*Action item*. The word "given" marks the lines to find; copy every such line from the data below.

*Supplied data*.
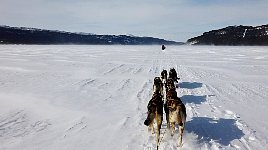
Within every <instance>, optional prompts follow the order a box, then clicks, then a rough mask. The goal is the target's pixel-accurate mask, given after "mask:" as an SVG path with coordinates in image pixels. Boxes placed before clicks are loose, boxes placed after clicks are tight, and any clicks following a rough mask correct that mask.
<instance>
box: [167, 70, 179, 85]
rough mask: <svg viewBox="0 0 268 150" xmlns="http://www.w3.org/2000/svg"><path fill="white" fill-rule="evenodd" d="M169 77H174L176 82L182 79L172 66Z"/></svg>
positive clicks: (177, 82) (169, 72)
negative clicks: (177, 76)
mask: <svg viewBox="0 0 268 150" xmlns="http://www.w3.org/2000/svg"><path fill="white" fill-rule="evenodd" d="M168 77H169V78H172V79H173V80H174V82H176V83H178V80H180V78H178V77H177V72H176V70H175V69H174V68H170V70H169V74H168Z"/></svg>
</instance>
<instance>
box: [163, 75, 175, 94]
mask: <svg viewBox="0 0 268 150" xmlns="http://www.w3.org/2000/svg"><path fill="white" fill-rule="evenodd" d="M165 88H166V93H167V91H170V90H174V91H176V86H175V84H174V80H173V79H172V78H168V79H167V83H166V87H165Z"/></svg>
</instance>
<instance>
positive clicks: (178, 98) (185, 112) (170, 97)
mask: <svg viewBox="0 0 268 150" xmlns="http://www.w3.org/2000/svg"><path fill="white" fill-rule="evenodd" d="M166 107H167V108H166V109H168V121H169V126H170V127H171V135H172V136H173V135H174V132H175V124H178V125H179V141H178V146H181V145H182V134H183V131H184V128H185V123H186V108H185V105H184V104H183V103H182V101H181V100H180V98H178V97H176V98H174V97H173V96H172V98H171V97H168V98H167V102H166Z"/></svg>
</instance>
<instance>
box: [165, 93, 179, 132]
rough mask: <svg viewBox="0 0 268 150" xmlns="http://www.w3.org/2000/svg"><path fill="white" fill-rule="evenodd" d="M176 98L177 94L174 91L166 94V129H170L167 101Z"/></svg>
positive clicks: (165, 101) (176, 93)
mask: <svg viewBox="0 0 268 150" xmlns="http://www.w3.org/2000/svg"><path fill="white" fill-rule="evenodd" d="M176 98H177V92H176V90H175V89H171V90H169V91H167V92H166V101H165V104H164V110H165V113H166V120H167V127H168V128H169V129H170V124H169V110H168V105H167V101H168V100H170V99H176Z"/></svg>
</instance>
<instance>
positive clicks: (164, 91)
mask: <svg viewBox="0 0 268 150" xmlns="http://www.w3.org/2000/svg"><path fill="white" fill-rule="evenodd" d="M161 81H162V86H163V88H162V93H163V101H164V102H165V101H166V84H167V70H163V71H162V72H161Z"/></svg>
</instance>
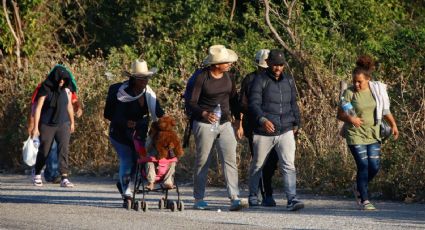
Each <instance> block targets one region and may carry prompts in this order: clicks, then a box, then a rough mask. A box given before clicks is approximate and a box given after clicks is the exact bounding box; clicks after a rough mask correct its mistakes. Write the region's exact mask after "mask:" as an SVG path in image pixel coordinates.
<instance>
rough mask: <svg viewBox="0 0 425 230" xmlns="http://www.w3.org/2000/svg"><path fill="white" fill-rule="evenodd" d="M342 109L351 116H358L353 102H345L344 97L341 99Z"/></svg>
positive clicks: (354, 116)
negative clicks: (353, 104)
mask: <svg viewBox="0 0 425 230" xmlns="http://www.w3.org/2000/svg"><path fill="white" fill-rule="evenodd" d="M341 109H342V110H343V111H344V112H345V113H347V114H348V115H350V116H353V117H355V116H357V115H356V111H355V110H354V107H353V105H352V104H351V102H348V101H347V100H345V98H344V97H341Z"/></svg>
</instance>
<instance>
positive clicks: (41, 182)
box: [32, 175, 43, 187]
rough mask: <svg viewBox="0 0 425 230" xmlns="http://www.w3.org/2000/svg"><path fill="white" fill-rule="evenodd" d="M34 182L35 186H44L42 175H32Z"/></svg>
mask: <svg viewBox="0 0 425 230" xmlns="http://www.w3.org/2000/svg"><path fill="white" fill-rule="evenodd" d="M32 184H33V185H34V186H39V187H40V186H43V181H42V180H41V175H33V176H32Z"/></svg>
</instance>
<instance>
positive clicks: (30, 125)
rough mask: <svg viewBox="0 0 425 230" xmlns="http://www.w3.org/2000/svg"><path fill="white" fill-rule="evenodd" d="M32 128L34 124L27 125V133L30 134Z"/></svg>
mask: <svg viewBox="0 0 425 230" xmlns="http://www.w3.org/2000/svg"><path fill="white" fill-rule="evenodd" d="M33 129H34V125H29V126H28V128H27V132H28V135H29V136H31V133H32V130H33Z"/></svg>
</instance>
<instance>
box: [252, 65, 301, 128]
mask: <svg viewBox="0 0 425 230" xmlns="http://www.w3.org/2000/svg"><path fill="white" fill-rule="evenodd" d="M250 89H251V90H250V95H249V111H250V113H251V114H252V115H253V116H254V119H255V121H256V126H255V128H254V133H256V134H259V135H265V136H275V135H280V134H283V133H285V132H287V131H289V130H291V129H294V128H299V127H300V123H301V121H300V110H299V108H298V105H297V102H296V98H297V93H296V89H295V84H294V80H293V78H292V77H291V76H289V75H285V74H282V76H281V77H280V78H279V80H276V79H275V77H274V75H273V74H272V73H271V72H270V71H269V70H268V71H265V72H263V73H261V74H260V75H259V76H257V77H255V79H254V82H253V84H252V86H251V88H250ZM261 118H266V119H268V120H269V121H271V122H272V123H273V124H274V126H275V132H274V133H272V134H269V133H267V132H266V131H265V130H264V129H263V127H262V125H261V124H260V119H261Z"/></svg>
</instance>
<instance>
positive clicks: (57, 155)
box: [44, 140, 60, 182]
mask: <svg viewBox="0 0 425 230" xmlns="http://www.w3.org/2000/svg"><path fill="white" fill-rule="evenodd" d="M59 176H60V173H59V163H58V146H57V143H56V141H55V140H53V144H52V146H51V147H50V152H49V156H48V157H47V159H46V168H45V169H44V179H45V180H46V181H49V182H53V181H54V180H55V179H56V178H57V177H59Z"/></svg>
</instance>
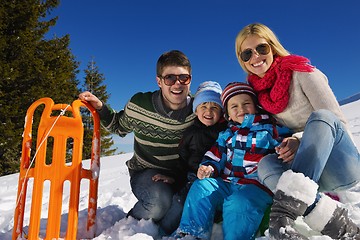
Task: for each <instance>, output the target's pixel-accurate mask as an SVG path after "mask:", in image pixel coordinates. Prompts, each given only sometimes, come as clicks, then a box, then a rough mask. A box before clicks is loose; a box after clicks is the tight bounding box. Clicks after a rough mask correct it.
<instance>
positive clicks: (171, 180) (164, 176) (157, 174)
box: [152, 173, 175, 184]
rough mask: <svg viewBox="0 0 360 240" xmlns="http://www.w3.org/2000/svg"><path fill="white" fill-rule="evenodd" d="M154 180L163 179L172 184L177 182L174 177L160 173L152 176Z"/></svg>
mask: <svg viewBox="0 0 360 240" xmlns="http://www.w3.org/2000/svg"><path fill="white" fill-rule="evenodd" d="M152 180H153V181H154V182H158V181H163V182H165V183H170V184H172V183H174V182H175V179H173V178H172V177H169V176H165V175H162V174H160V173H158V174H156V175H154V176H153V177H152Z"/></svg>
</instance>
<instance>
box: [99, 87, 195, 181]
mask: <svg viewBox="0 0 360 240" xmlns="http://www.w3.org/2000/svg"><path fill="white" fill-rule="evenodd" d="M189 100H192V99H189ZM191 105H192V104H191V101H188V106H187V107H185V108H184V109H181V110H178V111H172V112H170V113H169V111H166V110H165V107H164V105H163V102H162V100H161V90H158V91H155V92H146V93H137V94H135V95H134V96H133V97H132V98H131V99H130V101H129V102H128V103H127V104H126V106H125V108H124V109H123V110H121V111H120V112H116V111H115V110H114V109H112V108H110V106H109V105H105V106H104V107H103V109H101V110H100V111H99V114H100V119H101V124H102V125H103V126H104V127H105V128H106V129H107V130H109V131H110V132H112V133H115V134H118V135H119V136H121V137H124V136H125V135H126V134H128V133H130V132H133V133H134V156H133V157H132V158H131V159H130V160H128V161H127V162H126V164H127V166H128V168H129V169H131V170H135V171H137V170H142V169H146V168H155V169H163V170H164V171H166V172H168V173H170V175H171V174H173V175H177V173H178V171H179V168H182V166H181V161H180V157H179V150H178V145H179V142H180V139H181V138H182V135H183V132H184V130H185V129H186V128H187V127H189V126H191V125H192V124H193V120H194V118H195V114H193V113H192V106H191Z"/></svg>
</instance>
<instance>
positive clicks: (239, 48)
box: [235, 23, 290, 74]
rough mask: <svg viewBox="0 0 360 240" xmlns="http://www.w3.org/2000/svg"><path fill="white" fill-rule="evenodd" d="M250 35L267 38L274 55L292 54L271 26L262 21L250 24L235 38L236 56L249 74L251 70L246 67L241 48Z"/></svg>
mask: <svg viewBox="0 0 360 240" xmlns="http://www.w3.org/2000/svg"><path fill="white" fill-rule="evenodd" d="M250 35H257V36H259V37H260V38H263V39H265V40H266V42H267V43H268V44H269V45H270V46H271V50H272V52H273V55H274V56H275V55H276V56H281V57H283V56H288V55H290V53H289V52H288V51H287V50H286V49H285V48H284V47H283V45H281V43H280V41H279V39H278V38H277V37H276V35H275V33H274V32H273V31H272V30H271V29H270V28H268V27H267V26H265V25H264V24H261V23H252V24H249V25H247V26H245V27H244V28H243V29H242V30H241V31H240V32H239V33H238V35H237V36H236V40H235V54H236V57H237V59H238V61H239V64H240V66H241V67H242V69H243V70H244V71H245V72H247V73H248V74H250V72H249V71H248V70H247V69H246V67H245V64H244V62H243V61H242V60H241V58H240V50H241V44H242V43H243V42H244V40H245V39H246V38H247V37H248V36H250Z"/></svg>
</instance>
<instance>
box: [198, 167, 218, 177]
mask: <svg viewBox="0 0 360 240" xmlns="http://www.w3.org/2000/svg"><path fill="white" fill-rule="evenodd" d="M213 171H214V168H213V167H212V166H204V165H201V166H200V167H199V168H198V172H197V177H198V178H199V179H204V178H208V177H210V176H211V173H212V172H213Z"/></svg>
...
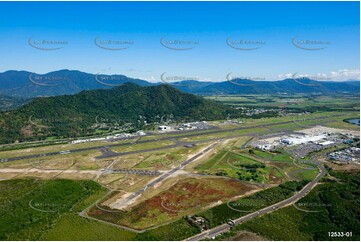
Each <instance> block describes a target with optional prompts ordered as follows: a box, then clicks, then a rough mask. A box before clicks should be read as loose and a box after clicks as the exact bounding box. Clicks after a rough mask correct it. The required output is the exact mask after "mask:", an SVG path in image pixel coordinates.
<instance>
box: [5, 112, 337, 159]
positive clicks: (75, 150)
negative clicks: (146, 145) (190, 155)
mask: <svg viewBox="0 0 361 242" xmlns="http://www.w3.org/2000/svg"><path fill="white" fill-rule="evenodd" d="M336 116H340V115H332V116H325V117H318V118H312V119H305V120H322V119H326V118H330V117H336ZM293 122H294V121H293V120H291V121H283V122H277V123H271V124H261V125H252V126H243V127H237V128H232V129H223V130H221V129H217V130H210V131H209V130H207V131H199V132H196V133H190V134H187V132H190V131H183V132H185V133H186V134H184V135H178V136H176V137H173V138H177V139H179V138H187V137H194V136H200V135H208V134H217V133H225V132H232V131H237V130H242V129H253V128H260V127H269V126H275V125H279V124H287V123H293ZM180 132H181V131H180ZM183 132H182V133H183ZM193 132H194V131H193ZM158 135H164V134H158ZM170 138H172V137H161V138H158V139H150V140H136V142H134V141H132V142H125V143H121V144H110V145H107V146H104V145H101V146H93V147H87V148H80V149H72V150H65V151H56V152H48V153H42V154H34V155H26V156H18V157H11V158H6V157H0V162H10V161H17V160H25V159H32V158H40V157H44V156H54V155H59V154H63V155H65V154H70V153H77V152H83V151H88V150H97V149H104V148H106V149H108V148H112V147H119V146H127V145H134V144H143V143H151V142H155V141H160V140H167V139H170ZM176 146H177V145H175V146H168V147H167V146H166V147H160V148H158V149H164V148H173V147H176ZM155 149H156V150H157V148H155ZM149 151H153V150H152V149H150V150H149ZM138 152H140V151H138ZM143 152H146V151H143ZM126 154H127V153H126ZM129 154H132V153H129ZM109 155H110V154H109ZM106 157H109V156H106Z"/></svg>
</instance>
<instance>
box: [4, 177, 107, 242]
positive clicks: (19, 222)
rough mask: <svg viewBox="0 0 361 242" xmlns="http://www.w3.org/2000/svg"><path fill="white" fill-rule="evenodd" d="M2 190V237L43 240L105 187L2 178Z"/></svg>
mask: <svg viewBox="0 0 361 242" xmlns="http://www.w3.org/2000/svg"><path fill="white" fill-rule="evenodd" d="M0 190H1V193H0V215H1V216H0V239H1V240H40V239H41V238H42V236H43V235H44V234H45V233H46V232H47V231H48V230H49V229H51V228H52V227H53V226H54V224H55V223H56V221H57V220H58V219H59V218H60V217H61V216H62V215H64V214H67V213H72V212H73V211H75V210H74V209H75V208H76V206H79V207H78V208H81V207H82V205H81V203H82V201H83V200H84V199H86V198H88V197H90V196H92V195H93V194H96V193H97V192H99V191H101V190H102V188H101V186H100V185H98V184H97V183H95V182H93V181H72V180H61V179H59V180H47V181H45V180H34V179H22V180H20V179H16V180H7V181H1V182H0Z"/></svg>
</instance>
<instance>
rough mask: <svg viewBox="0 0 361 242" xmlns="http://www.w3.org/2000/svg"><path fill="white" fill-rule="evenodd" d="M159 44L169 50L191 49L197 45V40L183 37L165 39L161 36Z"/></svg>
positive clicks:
* * *
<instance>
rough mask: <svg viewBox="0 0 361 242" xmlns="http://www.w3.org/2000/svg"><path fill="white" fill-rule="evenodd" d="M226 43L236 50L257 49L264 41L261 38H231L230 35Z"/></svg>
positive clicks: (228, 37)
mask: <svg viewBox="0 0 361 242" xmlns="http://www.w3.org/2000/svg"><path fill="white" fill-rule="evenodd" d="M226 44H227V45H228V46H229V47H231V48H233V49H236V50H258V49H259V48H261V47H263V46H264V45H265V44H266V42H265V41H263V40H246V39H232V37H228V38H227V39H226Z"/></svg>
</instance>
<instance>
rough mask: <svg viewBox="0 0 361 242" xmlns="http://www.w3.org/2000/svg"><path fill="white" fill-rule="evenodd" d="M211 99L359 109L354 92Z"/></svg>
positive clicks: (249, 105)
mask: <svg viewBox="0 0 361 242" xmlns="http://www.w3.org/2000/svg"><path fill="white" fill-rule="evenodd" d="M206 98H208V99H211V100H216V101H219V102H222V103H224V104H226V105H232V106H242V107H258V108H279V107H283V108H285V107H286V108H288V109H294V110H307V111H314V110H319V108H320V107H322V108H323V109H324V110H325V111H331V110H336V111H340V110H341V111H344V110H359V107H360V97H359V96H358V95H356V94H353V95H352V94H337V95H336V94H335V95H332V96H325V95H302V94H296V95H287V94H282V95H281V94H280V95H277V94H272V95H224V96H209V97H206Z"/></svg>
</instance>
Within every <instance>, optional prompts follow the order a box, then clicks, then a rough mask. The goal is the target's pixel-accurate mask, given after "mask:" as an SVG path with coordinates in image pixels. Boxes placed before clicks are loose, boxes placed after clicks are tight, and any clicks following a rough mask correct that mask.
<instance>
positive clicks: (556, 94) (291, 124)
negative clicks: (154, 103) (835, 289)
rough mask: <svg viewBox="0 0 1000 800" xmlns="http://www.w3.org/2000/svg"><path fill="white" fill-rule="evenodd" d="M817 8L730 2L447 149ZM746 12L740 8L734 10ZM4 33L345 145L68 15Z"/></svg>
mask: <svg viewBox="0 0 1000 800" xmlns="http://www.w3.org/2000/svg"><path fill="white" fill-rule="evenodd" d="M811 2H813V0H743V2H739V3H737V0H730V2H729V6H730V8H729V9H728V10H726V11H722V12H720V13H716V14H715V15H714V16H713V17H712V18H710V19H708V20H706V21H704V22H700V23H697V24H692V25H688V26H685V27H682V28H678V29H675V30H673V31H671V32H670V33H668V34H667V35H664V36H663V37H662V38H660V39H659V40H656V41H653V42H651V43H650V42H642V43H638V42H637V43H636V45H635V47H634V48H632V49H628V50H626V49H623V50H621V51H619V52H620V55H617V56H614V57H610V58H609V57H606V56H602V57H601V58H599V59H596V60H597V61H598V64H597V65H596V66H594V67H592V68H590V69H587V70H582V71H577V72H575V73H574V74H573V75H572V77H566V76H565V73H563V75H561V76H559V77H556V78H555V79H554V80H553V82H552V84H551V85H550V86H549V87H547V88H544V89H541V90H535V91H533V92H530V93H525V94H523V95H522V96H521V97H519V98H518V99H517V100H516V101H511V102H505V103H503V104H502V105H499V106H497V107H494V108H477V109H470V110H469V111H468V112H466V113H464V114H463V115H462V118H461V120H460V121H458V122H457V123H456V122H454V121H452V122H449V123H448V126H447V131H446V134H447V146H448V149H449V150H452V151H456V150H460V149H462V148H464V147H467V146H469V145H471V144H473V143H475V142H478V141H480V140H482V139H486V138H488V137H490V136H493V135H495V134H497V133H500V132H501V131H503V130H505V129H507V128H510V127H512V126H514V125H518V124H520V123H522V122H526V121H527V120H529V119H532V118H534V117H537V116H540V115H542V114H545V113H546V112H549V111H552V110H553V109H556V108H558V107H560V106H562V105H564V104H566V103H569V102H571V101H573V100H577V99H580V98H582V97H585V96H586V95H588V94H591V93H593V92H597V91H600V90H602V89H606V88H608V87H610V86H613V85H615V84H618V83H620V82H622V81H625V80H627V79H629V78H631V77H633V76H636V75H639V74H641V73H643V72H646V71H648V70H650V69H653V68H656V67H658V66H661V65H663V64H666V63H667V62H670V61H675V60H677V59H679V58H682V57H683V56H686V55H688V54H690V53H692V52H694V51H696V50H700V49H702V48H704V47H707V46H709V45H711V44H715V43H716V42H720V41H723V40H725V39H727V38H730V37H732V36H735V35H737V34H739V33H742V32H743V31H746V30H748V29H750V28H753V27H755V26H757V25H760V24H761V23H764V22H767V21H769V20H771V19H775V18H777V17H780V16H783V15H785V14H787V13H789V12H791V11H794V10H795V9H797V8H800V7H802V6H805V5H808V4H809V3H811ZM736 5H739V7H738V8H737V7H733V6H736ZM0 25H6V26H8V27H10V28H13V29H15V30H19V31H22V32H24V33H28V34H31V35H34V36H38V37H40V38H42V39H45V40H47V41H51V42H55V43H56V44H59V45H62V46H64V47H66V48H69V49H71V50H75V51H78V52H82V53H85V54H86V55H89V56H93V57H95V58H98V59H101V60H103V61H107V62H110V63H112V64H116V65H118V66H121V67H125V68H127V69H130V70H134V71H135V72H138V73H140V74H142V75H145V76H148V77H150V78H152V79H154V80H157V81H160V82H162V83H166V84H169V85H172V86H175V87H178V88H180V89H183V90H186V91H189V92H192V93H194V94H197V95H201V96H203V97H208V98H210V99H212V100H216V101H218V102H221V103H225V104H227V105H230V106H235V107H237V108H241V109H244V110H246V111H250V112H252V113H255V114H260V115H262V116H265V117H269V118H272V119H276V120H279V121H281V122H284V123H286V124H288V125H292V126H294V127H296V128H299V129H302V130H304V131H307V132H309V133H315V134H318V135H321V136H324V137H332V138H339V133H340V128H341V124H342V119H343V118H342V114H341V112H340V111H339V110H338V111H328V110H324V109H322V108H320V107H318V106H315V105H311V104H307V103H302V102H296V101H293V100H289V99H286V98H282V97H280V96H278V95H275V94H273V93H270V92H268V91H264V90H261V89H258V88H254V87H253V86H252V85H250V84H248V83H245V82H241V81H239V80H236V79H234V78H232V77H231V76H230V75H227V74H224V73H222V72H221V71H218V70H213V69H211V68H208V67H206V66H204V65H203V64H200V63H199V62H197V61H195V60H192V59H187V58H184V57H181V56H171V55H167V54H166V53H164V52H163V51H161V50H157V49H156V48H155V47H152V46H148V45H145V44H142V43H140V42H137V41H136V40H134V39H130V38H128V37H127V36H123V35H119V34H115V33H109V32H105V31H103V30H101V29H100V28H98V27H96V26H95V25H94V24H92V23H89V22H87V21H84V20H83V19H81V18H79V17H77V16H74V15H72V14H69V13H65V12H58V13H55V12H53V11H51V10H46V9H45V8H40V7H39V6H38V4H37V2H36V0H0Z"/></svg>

*Output for this task*.
Within every <instance>, optional prompts follow the order a box, then clicks, then a rough mask. The goal is the target's pixel-accurate mask, given after "mask:" as an SVG path with coordinates in image pixels. Boxes placed before clicks are loose, boxes placed after clicks are tight, and any clicks following a rough mask correct that mask.
Each <instance> block targets one region and may carry prompts in this order: clicks, then a box, then a rough mask. A box given before clicks is approximate and a box given after clicks is the exact bounding box; clicks after a rough mask correct its mistakes. Write the region's exact mask after "mask:" as an SVG path in image pixel coordinates.
Task: for each <instance>, output the target's pixel-accurate mask as an SVG path after "mask:", in image pixel coordinates. Prompts, each given only sometimes, come as clicks, then a box, then a rough mask. A box before clicks is loose; a box after clicks is the tight bounding box. Clicks after a rough mask correct it.
Within every <instance>, optional prompts follow the order a box, then clicks, then a rough mask. The goal is the target's pixel-accurate mask, given after "mask:" as an SVG path with coordinates in image pixels. Boxes placed before clicks are loose, boxes placed after clicks are tight, and any clicks following a rough mask correct that mask.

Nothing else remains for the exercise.